**Text block**
►

Carbon Footprint and Climate Impact

  • Scope 1, 2, and 3 emissions calculated using the GHG Protocol Corporate Standard
  • Carbon intensity measured as tonnes CO₂e per € million revenue
  • For companies providing climate solutions, avoided emissions estimated using counterfactual baseline scenarios
  • Net-zero alignment assessed against Science-Based Targets initiative (SBTi) pathways

Social Metrics

Social performance is tracked through gender parity at board, management, and workforce levels; living wage compliance; and health and safety indicators.

Governance Quality

Governance is assessed through the ESG grid covering corporate governance structures, board independence, compensation frameworks, ethical standards, and stakeholder engagement, updated regularly during the holding period.

PAI Indicators

All 14 mandatory PAI indicators from Table 1 of Annex I to the Delegated Regulation are calculated using data collected directly from portfolio companies, supplemented by sector-level estimates where company-specific data is not yet available.

8. Data Sources and Processing

Data Sources

ESG data is collected directly from portfolio companies through structured ESG questionnaires, management reporting, and operational data systems. Where direct company data is unavailable, the Fund relies on recognised emissions factor databases for Scope 3 calculations, protected area and biodiversity databases, living wage benchmarks from national statistical offices, and sector-specific ESG benchmarks for contextual comparison.

◄

**Dataset content**

►

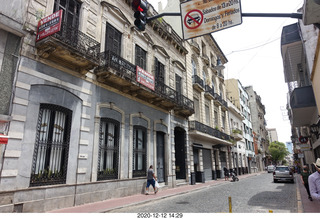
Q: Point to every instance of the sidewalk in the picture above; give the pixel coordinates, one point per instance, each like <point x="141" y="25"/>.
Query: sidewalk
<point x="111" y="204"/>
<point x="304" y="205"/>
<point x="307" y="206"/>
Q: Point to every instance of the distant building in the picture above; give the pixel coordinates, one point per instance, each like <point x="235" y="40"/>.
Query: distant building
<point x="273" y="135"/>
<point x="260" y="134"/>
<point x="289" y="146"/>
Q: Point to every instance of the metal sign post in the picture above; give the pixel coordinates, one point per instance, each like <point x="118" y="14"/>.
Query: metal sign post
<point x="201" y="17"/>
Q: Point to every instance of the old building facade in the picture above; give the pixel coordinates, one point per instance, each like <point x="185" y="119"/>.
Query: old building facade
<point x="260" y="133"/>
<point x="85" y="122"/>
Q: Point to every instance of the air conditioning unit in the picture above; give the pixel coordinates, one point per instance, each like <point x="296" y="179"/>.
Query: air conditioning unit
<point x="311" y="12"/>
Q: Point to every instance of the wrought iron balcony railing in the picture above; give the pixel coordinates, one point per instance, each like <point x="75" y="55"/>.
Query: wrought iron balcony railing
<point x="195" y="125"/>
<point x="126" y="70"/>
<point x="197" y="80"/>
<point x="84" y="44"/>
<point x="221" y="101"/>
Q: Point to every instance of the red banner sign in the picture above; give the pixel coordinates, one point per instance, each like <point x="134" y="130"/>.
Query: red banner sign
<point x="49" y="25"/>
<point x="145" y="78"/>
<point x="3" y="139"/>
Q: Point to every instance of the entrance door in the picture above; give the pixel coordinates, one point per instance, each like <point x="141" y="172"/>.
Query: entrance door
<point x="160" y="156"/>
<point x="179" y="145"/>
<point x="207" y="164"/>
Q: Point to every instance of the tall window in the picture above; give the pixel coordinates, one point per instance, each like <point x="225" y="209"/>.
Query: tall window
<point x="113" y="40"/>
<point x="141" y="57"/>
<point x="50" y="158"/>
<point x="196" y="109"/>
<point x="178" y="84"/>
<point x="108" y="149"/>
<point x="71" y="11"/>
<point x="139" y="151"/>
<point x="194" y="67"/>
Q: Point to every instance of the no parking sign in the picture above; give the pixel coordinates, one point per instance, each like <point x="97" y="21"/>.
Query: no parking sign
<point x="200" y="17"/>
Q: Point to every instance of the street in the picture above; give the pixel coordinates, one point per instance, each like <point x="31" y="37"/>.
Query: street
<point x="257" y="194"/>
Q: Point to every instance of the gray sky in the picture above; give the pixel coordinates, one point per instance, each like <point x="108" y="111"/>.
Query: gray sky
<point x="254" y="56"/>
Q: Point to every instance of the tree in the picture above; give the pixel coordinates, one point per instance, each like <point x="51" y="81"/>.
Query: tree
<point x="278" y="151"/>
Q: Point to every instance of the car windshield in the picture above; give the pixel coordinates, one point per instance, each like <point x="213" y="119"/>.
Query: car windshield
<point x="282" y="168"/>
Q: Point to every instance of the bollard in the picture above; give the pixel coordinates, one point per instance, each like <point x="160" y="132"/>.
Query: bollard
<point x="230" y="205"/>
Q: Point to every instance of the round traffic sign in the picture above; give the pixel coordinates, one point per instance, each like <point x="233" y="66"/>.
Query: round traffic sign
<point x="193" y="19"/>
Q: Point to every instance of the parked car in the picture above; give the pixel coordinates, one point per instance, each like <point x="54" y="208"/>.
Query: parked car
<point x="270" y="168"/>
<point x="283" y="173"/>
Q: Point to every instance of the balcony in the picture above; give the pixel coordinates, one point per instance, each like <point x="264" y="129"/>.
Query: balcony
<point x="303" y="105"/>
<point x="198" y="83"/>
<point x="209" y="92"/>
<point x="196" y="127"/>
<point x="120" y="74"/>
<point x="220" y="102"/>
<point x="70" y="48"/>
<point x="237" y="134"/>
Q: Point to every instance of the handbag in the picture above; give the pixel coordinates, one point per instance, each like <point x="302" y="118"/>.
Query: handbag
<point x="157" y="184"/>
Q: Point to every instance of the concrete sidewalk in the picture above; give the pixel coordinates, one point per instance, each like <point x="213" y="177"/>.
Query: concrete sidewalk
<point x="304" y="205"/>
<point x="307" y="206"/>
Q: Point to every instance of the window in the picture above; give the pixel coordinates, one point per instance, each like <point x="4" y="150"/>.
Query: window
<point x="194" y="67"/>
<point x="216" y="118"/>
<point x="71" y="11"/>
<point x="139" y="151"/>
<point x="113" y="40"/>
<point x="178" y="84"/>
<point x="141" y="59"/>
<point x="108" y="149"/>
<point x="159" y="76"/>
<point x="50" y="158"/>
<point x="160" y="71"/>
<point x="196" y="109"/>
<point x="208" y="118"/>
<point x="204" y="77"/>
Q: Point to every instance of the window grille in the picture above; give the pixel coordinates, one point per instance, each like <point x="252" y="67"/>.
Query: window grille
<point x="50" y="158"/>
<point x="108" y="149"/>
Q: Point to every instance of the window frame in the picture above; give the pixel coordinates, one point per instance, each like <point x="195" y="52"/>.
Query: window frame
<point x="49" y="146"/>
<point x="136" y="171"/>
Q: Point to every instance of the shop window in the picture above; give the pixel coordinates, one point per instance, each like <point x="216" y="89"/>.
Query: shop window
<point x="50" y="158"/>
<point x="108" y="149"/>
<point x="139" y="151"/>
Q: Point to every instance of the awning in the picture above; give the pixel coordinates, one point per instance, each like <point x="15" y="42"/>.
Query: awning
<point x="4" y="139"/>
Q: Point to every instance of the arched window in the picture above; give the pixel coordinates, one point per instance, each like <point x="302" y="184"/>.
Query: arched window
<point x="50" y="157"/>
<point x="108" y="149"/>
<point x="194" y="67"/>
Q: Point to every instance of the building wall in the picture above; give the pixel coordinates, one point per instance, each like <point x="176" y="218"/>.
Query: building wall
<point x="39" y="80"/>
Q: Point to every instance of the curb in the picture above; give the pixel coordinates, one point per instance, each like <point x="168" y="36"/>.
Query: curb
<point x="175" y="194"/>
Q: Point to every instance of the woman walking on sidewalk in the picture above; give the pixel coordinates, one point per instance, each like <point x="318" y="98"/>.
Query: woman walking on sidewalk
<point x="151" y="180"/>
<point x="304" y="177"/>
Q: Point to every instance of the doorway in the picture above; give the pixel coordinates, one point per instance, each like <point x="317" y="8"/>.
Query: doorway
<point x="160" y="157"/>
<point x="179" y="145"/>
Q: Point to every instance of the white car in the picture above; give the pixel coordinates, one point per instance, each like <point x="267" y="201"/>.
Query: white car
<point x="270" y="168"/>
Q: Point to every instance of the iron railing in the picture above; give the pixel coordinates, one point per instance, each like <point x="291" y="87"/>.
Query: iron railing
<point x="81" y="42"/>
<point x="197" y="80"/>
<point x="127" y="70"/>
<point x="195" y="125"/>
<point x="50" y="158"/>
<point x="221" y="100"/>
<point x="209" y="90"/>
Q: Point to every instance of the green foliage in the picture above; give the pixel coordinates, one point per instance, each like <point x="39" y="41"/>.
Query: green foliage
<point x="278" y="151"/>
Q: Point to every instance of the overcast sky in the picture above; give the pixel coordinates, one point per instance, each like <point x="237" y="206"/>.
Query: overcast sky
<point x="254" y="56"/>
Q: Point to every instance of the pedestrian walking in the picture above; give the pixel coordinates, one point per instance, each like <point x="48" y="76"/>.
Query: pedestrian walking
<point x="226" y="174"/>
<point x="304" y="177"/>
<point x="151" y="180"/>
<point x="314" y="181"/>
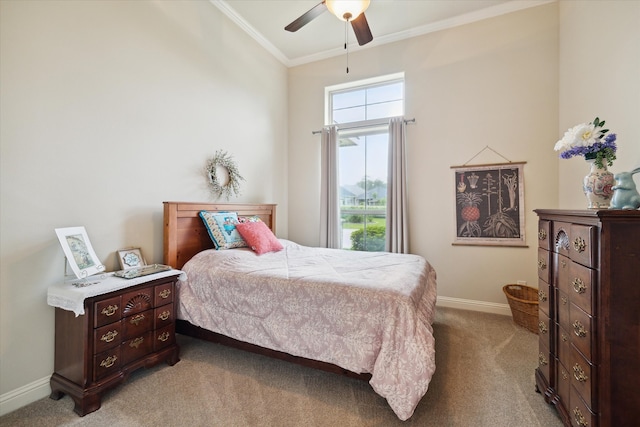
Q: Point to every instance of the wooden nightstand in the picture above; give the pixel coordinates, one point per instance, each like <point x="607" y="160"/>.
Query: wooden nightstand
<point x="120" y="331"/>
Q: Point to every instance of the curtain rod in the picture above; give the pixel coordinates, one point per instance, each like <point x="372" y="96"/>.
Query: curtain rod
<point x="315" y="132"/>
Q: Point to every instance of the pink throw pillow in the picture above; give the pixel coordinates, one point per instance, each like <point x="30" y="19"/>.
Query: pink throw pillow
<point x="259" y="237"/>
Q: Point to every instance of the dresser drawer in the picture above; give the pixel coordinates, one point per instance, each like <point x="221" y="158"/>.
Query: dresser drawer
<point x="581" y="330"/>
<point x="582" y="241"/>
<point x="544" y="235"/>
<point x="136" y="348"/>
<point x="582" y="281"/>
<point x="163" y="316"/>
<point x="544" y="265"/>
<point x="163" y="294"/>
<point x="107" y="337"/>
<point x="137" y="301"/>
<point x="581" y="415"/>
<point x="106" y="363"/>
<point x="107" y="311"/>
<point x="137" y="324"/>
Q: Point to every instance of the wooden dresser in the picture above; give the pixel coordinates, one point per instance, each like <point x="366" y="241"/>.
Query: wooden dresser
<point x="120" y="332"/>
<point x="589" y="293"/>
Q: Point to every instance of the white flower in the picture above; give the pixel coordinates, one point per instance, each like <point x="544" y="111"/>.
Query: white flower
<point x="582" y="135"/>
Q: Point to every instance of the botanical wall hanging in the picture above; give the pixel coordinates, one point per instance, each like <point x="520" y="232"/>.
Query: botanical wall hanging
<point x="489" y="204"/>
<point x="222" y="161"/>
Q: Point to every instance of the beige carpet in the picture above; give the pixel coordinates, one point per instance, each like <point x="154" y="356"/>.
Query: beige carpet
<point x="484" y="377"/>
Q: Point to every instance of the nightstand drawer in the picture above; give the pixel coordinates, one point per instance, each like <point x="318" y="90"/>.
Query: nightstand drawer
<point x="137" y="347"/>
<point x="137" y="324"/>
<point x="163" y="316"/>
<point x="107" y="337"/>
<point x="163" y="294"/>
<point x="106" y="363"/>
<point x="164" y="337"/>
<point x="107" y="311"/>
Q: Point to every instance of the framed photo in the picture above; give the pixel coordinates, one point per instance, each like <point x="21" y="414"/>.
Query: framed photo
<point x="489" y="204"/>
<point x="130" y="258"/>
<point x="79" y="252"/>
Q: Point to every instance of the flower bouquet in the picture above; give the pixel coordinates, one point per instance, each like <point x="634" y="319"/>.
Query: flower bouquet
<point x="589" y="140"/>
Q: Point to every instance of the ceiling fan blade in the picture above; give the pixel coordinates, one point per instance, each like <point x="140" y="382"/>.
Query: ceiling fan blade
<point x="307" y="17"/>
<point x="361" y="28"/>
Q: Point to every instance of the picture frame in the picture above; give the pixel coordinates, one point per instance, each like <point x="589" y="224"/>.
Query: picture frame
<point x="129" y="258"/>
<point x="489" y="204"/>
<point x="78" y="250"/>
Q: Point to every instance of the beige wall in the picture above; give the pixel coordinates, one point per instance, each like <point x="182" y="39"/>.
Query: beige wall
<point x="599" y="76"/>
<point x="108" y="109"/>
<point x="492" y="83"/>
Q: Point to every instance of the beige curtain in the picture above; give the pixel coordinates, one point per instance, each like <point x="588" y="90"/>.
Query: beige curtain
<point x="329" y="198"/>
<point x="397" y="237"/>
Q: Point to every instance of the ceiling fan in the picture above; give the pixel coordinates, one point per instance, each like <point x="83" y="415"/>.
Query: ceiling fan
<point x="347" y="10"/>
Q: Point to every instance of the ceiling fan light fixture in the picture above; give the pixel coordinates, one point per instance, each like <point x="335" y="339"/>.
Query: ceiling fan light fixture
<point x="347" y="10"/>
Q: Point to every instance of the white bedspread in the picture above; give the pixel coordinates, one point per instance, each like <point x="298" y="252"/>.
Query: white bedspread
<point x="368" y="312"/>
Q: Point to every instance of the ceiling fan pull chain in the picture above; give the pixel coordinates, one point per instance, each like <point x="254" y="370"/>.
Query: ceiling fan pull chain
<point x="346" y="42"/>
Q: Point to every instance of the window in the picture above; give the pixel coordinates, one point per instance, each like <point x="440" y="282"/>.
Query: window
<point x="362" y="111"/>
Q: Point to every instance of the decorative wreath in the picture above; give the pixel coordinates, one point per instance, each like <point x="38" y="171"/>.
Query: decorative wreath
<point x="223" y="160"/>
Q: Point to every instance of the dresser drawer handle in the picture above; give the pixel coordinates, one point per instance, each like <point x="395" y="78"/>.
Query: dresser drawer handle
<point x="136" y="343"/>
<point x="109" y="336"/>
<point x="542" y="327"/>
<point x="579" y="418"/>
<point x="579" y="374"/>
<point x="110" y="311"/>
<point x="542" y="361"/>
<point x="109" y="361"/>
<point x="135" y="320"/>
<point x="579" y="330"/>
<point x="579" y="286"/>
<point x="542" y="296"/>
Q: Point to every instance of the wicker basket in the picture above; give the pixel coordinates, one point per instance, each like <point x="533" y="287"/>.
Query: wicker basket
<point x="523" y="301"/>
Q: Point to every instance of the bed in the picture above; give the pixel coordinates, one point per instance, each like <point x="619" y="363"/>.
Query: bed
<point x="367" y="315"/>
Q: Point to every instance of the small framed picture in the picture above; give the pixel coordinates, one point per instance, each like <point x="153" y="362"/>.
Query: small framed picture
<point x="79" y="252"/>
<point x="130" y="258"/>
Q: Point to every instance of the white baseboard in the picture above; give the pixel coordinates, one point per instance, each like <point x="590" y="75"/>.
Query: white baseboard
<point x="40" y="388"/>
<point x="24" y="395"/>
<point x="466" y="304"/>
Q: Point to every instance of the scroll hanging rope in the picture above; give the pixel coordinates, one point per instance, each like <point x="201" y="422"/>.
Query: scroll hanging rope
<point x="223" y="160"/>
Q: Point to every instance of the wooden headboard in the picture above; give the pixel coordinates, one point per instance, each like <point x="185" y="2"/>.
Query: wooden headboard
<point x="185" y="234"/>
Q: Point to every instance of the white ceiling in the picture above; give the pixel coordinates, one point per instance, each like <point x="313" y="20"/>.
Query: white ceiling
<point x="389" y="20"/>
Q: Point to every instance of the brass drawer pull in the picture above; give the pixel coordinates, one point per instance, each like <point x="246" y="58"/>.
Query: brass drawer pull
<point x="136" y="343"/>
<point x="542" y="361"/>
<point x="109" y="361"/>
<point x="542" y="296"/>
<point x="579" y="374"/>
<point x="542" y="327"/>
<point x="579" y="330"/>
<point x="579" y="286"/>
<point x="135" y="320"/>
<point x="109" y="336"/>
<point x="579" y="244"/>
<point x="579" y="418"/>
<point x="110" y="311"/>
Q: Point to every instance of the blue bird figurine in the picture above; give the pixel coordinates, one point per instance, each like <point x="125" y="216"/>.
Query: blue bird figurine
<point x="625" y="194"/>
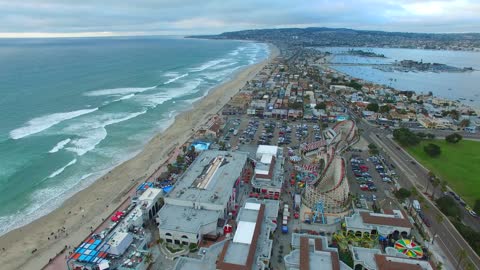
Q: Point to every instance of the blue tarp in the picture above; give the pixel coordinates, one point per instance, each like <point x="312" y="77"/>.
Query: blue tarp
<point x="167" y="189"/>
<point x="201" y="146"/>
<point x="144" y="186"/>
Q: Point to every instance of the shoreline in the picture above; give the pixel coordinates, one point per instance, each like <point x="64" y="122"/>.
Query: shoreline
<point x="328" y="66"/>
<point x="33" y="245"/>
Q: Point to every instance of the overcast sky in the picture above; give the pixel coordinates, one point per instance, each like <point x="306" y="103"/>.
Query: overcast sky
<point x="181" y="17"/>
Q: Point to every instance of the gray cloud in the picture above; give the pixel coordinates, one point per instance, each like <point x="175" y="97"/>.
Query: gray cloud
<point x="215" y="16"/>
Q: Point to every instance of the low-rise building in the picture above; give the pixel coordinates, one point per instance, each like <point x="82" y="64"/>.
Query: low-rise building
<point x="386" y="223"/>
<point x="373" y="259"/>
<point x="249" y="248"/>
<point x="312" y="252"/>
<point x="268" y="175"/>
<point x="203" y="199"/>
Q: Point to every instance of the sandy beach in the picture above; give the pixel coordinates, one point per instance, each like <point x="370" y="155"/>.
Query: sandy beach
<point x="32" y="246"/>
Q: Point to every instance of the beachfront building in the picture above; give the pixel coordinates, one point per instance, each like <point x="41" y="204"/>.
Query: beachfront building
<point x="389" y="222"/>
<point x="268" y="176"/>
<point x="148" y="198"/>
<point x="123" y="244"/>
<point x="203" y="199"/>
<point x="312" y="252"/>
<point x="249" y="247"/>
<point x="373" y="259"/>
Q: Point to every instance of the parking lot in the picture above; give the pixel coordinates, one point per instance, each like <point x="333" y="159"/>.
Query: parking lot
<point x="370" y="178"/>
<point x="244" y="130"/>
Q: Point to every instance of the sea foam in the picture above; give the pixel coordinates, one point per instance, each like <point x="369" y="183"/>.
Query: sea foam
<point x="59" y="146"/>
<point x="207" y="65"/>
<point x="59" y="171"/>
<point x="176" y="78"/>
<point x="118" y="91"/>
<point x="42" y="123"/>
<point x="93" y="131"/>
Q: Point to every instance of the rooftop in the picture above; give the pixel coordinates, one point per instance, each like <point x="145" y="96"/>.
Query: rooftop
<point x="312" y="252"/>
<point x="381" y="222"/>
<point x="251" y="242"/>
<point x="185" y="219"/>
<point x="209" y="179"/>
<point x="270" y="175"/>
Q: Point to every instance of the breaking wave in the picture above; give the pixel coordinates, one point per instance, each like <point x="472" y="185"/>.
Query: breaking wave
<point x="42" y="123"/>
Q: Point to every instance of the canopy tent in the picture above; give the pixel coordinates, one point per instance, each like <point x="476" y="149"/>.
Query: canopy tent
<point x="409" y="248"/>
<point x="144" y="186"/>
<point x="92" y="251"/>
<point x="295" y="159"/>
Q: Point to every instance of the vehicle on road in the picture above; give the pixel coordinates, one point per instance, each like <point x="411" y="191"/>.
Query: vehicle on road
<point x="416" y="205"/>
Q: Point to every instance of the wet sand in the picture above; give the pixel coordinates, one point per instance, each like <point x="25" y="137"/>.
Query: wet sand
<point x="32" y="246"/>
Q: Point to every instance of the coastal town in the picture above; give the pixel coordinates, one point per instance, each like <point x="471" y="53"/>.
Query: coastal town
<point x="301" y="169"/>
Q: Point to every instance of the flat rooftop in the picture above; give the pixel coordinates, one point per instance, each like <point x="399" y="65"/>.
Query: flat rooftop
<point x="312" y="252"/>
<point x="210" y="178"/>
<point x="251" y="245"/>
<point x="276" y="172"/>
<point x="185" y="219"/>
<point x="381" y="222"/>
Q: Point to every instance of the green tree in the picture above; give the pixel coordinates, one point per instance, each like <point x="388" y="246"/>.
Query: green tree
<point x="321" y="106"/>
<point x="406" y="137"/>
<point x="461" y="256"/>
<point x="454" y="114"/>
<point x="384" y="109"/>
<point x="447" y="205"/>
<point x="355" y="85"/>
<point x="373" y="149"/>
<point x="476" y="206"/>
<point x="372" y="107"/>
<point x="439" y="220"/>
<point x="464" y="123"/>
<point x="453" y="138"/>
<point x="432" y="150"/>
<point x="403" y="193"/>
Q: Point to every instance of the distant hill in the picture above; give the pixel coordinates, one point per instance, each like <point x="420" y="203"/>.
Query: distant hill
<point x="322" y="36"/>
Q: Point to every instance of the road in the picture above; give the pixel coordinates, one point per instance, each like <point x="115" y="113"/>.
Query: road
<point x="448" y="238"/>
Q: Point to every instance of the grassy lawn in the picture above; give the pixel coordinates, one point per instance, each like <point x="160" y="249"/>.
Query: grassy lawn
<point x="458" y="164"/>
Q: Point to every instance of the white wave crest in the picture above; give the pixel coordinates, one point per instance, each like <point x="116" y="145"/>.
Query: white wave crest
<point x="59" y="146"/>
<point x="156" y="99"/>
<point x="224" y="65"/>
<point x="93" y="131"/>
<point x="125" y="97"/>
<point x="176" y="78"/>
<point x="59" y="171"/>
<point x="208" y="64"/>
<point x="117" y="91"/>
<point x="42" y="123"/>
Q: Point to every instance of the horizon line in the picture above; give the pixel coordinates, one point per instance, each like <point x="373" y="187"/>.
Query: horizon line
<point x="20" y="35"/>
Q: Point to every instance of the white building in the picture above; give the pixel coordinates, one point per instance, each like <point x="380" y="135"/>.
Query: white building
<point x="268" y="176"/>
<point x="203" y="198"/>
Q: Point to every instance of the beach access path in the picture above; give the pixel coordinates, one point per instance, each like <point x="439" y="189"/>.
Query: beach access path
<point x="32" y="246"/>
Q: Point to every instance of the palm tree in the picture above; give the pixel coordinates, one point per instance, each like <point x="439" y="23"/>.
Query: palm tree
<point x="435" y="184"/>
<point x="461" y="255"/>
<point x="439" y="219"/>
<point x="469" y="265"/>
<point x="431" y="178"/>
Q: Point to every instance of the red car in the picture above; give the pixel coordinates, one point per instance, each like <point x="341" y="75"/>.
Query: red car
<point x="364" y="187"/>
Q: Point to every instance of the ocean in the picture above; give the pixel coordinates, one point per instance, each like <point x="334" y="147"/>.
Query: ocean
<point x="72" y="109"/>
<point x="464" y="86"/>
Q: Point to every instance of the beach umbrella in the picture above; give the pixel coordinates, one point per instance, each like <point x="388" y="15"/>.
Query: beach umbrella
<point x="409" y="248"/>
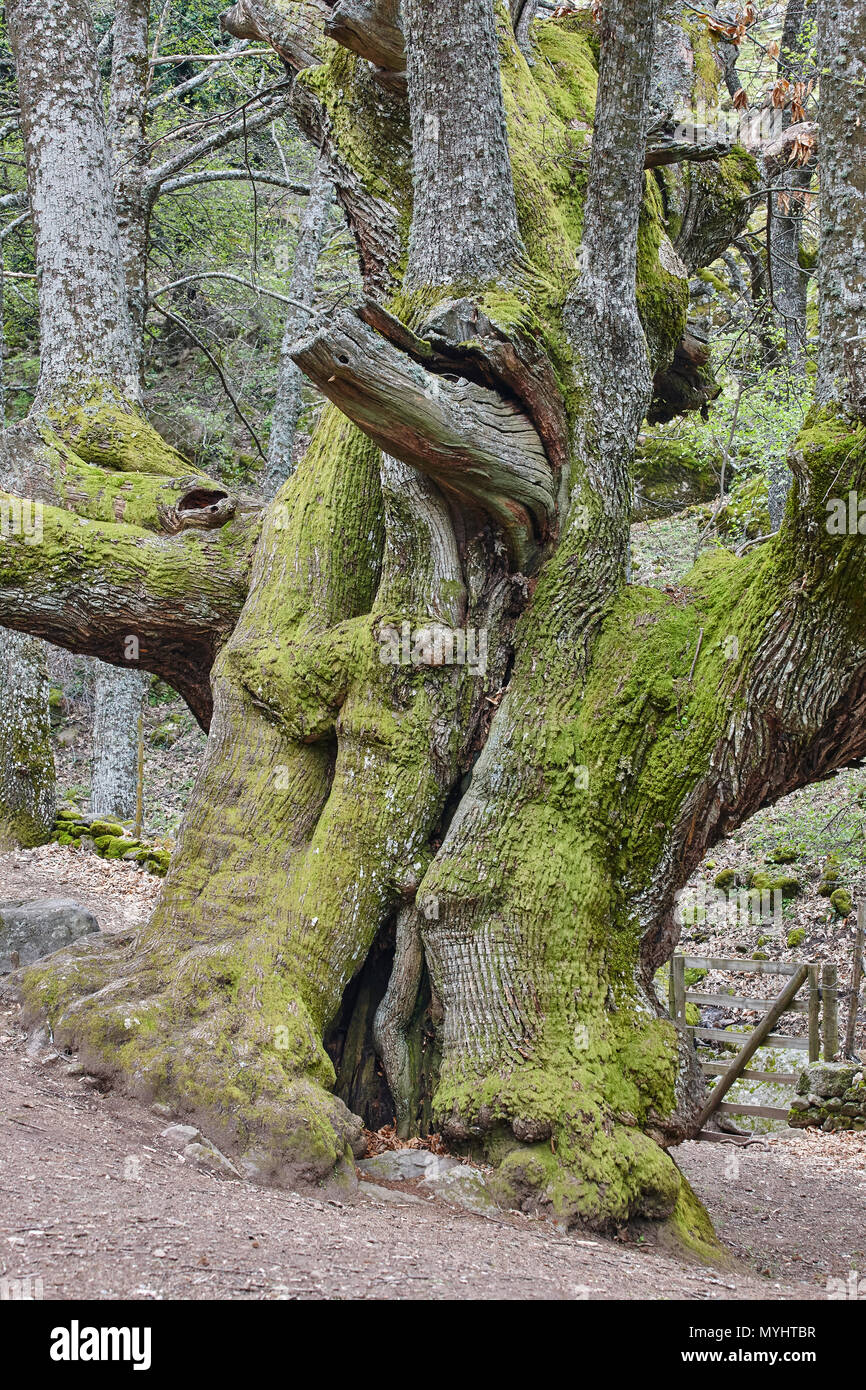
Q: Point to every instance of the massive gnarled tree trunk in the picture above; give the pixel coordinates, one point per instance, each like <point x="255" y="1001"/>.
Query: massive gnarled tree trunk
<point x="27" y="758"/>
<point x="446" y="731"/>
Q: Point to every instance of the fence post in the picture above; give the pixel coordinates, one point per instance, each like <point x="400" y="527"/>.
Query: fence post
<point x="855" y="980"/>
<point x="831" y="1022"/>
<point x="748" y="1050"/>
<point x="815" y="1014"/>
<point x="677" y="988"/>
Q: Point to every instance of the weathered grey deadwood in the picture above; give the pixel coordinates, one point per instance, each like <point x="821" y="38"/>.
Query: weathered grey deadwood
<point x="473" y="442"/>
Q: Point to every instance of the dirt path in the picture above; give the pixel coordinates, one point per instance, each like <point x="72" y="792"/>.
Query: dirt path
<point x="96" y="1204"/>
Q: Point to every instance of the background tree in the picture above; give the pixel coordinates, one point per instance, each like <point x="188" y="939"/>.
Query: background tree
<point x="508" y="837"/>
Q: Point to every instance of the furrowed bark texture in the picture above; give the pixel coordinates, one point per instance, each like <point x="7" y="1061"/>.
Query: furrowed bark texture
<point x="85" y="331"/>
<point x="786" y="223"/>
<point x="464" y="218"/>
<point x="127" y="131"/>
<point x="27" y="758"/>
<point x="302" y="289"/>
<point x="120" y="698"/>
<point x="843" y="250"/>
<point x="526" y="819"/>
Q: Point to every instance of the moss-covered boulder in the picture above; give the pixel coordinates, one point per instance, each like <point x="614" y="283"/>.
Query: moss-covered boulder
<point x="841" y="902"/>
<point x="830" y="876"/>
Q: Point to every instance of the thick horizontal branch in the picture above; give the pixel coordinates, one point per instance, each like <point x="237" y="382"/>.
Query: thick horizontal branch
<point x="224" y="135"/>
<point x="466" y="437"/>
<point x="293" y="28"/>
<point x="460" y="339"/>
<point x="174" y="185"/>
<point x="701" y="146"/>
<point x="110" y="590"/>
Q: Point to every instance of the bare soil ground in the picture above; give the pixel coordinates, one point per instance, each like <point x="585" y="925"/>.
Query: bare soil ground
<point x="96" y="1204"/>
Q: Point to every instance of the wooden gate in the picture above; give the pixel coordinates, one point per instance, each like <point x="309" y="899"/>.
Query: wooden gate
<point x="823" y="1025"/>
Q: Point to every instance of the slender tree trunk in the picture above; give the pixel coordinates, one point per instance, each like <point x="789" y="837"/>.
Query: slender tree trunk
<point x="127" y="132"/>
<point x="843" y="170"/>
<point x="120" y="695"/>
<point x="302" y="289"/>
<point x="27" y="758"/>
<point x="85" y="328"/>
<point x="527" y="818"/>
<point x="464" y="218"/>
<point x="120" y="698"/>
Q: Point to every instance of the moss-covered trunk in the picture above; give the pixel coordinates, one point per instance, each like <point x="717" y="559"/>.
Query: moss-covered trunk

◄

**Challenges**
1. Condense the paragraph of the fund disclosure that begins "ESG data is collected directly" into a short bulleted list that keeps its main facts.
2. Report every line of the entries that contains the string "road", matching case exactly.
The fund disclosure and the entries were drawn from separate sources.

**Expected outputs**
1.
- ESG data comes directly from portfolio companies through structured ESG questionnaires, management reporting, and operational data systems.
- When direct company data is unavailable, the Fund uses:
  - recognized emissions factor databases for Scope 3 calculations
  - protected area and biodiversity databases
  - living wage benchmarks from national statistical offices
  - sector-specific ESG benchmarks for contextual comparison

2.
Q: Point to every instance of the vehicle on road in the picture above; give the pixel coordinates, one point per instance, each like <point x="411" y="191"/>.
Query: vehicle on road
Q: Point to every instance of the road in the picture above; give the pixel coordinates, one point per instance, each like <point x="115" y="113"/>.
Query: road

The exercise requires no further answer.